■ STATED GOAL ■
Each record below must be returned exactly as shown.

■ EXTRACTED INFORMATION ■
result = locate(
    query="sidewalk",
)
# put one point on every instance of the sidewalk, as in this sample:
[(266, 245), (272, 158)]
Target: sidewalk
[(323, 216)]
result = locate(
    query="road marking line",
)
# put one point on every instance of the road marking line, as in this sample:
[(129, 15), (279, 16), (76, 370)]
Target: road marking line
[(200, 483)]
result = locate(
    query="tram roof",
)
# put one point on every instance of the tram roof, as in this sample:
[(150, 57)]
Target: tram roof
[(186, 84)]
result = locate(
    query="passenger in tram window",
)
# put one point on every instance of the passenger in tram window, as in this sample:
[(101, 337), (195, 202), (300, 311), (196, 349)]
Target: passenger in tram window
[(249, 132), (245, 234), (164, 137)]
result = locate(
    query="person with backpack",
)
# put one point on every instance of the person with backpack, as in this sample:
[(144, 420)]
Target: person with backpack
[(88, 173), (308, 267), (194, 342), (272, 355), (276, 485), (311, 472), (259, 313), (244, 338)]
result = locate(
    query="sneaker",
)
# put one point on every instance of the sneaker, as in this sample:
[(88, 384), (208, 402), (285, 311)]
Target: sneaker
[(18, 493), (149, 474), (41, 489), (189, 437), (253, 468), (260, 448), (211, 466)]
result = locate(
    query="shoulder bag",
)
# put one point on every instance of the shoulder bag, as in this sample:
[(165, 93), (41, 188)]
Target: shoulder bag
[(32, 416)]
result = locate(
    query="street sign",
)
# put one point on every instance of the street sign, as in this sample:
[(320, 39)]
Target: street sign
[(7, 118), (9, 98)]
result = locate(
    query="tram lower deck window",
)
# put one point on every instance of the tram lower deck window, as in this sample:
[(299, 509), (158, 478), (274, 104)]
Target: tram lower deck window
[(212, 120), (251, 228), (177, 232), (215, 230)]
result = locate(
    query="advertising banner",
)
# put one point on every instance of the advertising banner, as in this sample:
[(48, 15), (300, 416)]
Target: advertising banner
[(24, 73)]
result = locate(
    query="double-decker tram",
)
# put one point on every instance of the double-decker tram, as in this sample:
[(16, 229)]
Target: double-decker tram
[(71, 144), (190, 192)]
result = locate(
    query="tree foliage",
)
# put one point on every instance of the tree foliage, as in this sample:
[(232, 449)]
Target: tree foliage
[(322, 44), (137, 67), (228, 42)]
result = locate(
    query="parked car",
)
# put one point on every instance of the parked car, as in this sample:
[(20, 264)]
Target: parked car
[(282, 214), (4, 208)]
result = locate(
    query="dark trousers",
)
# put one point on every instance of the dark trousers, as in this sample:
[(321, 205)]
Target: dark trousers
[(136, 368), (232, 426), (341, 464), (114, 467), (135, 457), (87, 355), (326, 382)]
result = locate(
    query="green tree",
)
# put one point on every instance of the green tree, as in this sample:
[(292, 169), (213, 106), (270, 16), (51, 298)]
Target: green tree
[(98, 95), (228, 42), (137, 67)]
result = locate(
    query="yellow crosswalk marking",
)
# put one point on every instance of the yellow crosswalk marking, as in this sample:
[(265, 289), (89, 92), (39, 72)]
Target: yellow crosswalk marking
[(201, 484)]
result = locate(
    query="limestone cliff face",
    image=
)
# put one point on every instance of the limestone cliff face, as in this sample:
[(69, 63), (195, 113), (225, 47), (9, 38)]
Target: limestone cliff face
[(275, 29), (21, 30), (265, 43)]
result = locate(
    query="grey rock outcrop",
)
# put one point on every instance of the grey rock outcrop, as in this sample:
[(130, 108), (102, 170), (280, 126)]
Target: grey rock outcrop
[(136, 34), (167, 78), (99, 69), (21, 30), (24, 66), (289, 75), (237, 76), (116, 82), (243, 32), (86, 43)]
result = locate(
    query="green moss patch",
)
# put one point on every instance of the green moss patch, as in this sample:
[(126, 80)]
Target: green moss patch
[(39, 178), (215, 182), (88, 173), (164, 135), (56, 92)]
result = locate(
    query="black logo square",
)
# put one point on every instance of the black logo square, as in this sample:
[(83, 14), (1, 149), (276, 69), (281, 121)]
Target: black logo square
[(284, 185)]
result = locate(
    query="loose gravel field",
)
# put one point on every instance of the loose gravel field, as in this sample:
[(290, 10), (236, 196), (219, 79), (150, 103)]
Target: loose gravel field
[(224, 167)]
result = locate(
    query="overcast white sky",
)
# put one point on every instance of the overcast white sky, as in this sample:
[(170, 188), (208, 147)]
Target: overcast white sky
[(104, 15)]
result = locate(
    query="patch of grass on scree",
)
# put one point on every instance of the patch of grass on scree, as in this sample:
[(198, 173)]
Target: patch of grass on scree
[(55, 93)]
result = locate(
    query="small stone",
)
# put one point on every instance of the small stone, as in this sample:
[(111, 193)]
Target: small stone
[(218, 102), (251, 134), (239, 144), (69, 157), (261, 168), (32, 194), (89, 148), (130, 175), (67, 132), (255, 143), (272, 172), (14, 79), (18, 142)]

■ THE SOLUTION ■
result = locate(
    query="sidewalk",
)
# put one point on every instance of the sidewalk, as in this sample:
[(266, 245), (272, 158)]
Target: sidewalk
[(323, 216)]
result = locate(
    query="road marking line",
)
# put one point on every instance of the road marking line, as in this sample:
[(129, 15), (279, 16), (76, 370)]
Target: road marking line
[(200, 483)]
result = locate(
    query="tram roof",
)
# put one point on every instance of the tram roof, as in this sample:
[(150, 57)]
Target: tram roof
[(186, 84)]
result = locate(
    query="passenger in tram window",
)
# put one point on every instance of the passenger in tram window, as in this sample:
[(101, 337), (195, 202), (300, 311), (196, 349)]
Target: passenger in tram window
[(249, 132), (245, 234), (164, 137)]
result = locate(
    query="person with backpack",
)
# put one point on every instance of the person with backpack, as in this sample:
[(144, 420)]
Target: person with backpack
[(88, 173), (308, 267), (194, 342), (272, 355), (276, 485), (311, 472), (259, 313), (244, 338)]
result = locate(
    query="sneaker",
)
# put one point on every instance of the sneaker, as in this sample:
[(88, 384), (208, 402), (285, 311)]
Target: sneaker
[(18, 493), (149, 474), (41, 489), (189, 437), (253, 468), (260, 448), (211, 466)]
result = locate(
    query="shoulder bag",
)
# put one point on every instance of the shoulder bag, as in this sample:
[(165, 93), (41, 188)]
Target: shoulder bag
[(32, 416)]
result = locate(
    query="street sign",
)
# put one point on every instance of the street sign, as in this sample:
[(320, 39)]
Target: street sign
[(7, 118), (9, 98)]
result = locate(
    query="tram lower deck window",
)
# put one point on every instance of the tram lower deck window, as in this sample:
[(299, 509), (158, 478), (274, 104)]
Target: tram lower deck window
[(212, 120), (251, 228), (177, 232), (215, 230)]
result = locate(
    query="advertising banner",
)
# put one point on every instance of the advertising banner, as in this sample:
[(48, 15), (300, 416)]
Target: advertising banner
[(24, 73)]
result = locate(
    query="double-decker tram",
)
# put one point on every instance of the double-decker tram, as in this sample:
[(16, 229)]
Target: double-decker tram
[(71, 144), (190, 192)]
result = locate(
    query="tree foliage",
)
# put one point on every instance of the tree foliage, as in this sample:
[(232, 449)]
Target: tree foliage
[(322, 44), (137, 67), (228, 42)]
result = locate(
    query="parked car",
)
# put one point on every instance of the parked car, as in this sample:
[(20, 264)]
Target: parked car
[(282, 214), (4, 208)]
result = locate(
    query="dark trousers",
)
# put one point on every instance of the dark trousers, as in this sample:
[(321, 205)]
Target: dark trousers
[(136, 368), (232, 426), (341, 464), (114, 467), (135, 457), (87, 355), (326, 382)]
result = locate(
    query="green tree",
)
# put one point on every instance of the green tree, as in this sample:
[(292, 169), (213, 106), (270, 16), (51, 298)]
Target: green tree
[(98, 95), (228, 42), (137, 67)]
result = locate(
    query="yellow crosswalk marking",
)
# put one point on every instance of the yellow crosswalk marking, as in this sample:
[(265, 289), (89, 92), (39, 72)]
Target: yellow crosswalk marking
[(201, 484)]
result = locate(
    query="limestone cliff face",
    image=
)
# put one point on every instance of the limestone cliff face, as in this sample:
[(69, 63), (195, 113), (225, 47), (9, 38)]
Target: limestone cliff face
[(275, 29), (21, 30), (265, 43)]
result = locate(
    query="grey rock outcrop",
)
# put one point on every instance of the grey rock outcrop, as in this sample:
[(130, 108), (102, 170), (280, 126)]
Target: grey rock outcrop
[(136, 34), (167, 78), (99, 69), (21, 30), (24, 66), (289, 75), (237, 76), (116, 82), (243, 32), (86, 43)]
result = locate(
    query="green moss patch",
)
# put one point on every instance of the green moss patch, as in this sample:
[(126, 80)]
Target: green moss patch
[(39, 178), (215, 182), (88, 173), (164, 135), (56, 92)]
result = locate(
    query="black logo square",
)
# put one point on every instance of the black logo square, as in this sample:
[(83, 14), (1, 149), (276, 69), (281, 121)]
Target: black logo square
[(284, 185)]
result = locate(
    query="loose gravel field",
)
# put one point on every instance of the loose gravel field, as in this sample:
[(290, 10), (236, 196), (219, 79), (150, 103)]
Target: loose gravel field
[(224, 167)]
result = locate(
    query="overcast white sky",
)
# put one point on every instance of the overcast white sky, as in this sample:
[(170, 188), (208, 147)]
Target: overcast white sky
[(104, 15)]
result = locate(
    query="patch of grass on scree",
)
# put one point on every instance of the patch of grass on scree, as in this sample:
[(198, 173)]
Target: patch of grass on scree
[(55, 93)]
result = locate(
    query="small stone",
)
# put one point on every instance of the small stone, as in this sample:
[(111, 193)]
Target: small stone
[(218, 102), (251, 134), (239, 144), (69, 157), (261, 168), (32, 194), (89, 148), (130, 175), (67, 132), (255, 143), (272, 172), (14, 79), (18, 142)]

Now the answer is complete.